Westford residents are proud of our community school. We are deeply concerned that decisions based on misleading assumptions could put its future at risk.

Kirsten Tyler

Westford

Sorry, Progs

In your May 14 issue, there was a note that Mayor Emma Mulvaney-Stanak went to Montréal to apologize to Canadians for our president [Emoji That: “Diplomatic Mission”]. I found it interesting, because the mayor and the rest of the Progressives are solely responsible for President Donald Trump being where he is.

There were millions of people who would have rather not voted for Trump but had no decent choice. They associated Kamala Harris with the far left. They were scared by the Progressives’ very visible, sheer incompetence to govern in places such as Burlington; Portland, Ore.; Seattle; San Francisco; Los Angeles; and elsewhere. They were scared by their militant, unforgiving, rigid, unpractical ideology. The Progressives also turned away a big chunk of minorities, because in their arrogance they considered them one-dimensional and dumb.

If we do not want JD Vance in three-plus years — if we want a chance to have some kind of universal health care — I would recommend that voters disappear the Progressives into the wilderness. (Although then you get to be sorry for the wildlife, because the Progs are going to try to inflict their DEI militancy even on ferns and foxes. No safe spaces for the bears, either.) Otherwise, four years from now, we are going to be sending trainloads of officials to Montréal to beg.

Evzen Holas

Burlington

The Reality of Reappraisal

[Re “Queen City Squeeze,” May 7]: I was reading your in-depth article on Burlington’s budget woes when I hit the following sentence and sighed: “Residents are also grappling with a recent reappraisal that hiked tax bills for most homeowners, costs that trickled down to renters.”

Reappraisals that result in higher property values do not automatically result in higher property taxes, a point you made in your April 23 article on property assessment in Vermont [“Home Worth: Some Vermont Lawmakers Want to Revamp How Real Estate Is Assessed as Part of the Education Funding Transformation”].

Here in Calais, we are preparing for a reappraisal mandated by the state, and a piece of advice I’ve gotten from officials in other towns is how vital it is to explain to people how town-wide reappraisals relate to taxation. The voters set a budget for their town, and that number is divided by the total value of all the properties in town. There may be some properties whose relative value goes up or down, but an overall rise in values won’t equal an overall rise in taxes.

Burlington’s reappraisal could only lead to higher taxes for “most homeowners” if the values of a small number of other properties dropped significantly. If that is, in fact, what happened, please make that clear.

P.S. I read Seven Days cover to cover every weekend, and I truly appreciate your work. Thanks so much to all of you!

Teegan Dykeman-Brown

Calais

‘Keep the Nectar’s Sign’

[Re “‘We’ve Been Hit Hard’: Nectar’s to Close for the Summer in June,” May 8]: As some know, the Nectar’s sign, neon and rotation included, was grandfathered in when the city outlawed billboards in 1968.

WRITTEN REQUEST - Extend the letters to the editor, picking up right after the final sentence about the Nectar's sign being grandfathered in.

Source records -
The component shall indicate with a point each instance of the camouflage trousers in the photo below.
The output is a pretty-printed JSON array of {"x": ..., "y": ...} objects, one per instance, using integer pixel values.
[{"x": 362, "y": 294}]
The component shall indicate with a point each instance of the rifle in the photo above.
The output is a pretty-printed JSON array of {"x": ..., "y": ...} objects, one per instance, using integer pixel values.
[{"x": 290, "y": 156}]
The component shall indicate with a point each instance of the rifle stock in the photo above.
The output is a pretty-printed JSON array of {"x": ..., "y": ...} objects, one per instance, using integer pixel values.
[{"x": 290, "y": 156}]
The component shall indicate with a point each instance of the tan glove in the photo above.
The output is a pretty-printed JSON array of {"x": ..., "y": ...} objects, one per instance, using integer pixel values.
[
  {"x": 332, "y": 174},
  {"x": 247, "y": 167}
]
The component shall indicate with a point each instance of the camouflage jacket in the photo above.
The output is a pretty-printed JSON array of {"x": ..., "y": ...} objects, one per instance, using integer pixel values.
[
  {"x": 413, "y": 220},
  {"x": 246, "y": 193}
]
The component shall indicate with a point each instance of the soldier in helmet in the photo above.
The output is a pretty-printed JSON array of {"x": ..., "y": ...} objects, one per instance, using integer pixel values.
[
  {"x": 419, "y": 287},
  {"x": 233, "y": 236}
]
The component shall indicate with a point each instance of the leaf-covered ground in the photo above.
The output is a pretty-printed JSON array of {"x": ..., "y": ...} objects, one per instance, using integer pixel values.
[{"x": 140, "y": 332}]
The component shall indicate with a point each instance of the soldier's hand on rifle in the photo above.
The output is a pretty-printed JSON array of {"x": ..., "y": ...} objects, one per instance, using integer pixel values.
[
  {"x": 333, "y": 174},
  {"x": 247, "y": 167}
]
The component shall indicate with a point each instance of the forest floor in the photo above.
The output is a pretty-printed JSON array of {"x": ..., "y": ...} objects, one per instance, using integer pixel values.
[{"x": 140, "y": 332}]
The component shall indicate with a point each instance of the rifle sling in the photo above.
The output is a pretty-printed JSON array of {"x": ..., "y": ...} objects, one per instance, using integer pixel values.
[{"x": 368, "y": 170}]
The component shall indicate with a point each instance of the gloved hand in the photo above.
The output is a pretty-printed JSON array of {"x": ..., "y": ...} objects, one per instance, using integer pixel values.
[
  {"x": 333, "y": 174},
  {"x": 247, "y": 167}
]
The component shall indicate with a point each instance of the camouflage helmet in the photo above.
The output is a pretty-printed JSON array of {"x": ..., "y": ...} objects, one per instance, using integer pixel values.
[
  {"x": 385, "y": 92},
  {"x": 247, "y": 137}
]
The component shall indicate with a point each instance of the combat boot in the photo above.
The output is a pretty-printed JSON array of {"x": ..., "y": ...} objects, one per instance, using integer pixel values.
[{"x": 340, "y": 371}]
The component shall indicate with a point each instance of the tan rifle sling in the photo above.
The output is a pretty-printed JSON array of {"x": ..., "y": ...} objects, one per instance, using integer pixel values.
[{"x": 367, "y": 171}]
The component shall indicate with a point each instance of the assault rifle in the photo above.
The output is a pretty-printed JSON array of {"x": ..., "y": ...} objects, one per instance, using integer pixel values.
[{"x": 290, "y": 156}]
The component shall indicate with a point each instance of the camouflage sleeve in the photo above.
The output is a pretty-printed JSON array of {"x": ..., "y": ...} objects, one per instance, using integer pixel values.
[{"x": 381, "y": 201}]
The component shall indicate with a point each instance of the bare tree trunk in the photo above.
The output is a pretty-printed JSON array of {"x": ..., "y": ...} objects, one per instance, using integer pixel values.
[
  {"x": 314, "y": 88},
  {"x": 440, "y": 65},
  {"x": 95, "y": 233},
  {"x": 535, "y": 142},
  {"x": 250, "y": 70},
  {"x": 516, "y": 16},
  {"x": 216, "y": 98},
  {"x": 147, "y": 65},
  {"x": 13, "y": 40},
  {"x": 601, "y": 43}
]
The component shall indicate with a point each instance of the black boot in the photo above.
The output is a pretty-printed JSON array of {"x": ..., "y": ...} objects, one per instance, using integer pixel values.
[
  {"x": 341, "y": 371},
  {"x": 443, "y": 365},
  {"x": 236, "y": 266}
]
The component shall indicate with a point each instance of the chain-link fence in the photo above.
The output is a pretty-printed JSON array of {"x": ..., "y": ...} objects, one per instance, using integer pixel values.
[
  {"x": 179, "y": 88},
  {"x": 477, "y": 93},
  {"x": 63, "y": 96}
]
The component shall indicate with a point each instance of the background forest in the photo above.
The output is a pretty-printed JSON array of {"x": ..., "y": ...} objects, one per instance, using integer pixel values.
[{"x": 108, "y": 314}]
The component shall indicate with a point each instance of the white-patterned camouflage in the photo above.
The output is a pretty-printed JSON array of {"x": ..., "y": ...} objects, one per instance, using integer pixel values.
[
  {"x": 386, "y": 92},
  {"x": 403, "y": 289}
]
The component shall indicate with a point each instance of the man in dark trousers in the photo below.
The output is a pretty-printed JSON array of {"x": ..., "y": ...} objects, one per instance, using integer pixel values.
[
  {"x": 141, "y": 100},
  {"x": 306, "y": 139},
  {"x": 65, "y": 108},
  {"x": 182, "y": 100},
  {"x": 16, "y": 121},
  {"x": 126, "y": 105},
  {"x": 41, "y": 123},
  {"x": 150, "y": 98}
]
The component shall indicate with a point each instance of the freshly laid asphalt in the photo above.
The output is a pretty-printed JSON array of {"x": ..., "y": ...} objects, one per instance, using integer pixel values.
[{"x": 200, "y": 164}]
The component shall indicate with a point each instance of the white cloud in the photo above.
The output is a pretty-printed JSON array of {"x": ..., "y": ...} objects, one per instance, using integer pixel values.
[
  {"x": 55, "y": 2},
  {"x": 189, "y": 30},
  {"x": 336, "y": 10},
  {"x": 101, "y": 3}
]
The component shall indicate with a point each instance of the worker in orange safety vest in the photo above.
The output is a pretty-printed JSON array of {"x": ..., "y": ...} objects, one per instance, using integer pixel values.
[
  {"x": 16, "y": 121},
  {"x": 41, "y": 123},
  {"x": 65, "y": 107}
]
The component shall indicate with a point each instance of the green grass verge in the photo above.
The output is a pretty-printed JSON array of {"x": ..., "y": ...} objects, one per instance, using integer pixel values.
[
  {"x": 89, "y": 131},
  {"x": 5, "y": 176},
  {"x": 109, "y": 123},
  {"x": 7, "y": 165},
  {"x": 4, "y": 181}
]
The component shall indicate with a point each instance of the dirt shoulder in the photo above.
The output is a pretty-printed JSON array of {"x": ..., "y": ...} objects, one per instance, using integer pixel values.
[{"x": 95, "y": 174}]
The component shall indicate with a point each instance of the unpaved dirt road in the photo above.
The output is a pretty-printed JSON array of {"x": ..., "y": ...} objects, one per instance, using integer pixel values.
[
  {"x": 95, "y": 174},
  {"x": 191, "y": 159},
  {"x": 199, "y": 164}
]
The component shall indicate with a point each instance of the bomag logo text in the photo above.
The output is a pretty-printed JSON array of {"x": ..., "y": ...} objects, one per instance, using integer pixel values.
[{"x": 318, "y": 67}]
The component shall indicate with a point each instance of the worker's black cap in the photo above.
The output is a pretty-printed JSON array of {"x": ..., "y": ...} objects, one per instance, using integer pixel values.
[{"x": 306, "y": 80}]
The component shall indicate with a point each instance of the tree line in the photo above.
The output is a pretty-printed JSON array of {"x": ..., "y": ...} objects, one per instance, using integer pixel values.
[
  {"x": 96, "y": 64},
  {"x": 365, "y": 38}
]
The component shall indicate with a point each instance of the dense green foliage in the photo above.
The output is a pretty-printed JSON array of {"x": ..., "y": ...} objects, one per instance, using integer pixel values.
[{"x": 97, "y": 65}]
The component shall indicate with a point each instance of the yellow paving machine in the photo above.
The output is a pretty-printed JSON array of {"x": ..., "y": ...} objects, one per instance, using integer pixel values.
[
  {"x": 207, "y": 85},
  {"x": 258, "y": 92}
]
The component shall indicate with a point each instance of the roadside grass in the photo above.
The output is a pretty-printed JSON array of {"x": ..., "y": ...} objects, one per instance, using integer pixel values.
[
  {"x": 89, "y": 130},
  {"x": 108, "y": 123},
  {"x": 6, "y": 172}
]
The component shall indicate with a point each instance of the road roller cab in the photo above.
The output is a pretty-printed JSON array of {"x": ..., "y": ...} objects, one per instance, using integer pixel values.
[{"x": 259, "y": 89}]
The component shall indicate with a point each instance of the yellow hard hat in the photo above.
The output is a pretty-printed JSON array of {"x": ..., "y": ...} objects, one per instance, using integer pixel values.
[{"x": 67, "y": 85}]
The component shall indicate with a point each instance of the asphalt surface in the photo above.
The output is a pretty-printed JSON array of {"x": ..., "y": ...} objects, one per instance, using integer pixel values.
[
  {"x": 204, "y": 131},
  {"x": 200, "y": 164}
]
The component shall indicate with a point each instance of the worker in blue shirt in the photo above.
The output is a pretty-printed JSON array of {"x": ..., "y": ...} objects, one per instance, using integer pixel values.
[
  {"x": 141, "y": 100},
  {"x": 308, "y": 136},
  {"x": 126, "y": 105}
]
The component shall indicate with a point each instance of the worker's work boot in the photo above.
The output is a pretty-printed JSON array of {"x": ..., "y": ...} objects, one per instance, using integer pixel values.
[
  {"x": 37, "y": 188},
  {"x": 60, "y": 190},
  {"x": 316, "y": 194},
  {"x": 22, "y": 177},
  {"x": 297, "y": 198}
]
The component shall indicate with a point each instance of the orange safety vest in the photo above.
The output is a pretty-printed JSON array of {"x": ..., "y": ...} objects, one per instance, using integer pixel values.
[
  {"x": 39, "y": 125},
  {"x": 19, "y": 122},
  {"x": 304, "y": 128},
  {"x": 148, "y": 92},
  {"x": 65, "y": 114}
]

EXPECTED OUTPUT -
Summer is coming. Also coming: a marina, several hotels and other projects. Though Nectar’s may be sold, the city should decree the Nectar’s sign a monument and let it stay forevermore! It’s a landmark — a tourist shrine. Let us not lose Nectar’s!

“Shall I compare thee to a summer’s day?” William Shakespeare wrote. (Gosh, was he good.) I compare Burlington not to a summer’s day but to a house built on a cliff. We want it to stand solidly, but it’s slipping. Markets change, society morphs into the future. A summer’s day is less predictable (as is a winter’s day) than it was. The world continues to change.

I feel we’re back on the way up, with a new mayor and big projects in progress — a refreshing change. The unhoused need some choices and some help. When people ask me for a dollar downtown, a dozen times a day, I want to say, “You don’t need a dollar; you need a program.” But I don’t say it.

Keep the Nectar’s sign. Greet your neighbor. Drive carefully. Be tolerant. Downtown can improve! You can help.

Charlie Messing

Burlington

Ways to Save $8 Million

[Re “Queen City Squeeze,” May 7]: If Burlington has a budget gap of $8 million and, as you reported eight months ago in [“Burning Cash: Opponents of Burlington’s Biomass Power Plant Zero In on Steep Financial Losses,” August 14, 2024], the Joseph C. McNeil Generation Station was on track to lose $8 million in 2024, could you explain why shuttering McNeil would not close the gap?

Further, a related article asking city officials to explain why Burlington needs its own electric and water departments would be greatly appreciated. We sold Burlington Telecom to plug a budget gap with no adverse impact to residents. It seems getting our power from Green Mountain Power and our water from Champlain Water District would be similarly inconsequential.

Unloading these departments should allow enough time for Burlington to transition its remaining departments to a sustainable structure.

Clifford Morgan

Burlington

Problem Is Parking

[Re “More Than 100 Business Owners Seek Relief From Burlington ‘Crisis,’” May 9, online]: I have heard a lot about why people don’t go to downtown Burlington anymore. For me, it’s not about the street scene — I’ve lived in worse neighborhoods.

For me, it’s the parking hassle. A number of spots were removed to make a more pedestrian/bicycle-friendly town. They tend to be in areas where I would like to park but have trouble finding space now.

And I used to be able to go into a parking garage and, as I left, pay a nice person the amount I owed for the time I actually spent. The parking app has never worked for me, and I never know for sure how long I will need a spot. So, paying in advance is annoying if not overly expensive.

At private lots, again, one has to think ahead to how long they will stay, and at $4 an hour, that racks up. I have sometimes paid more for parking than for a meal.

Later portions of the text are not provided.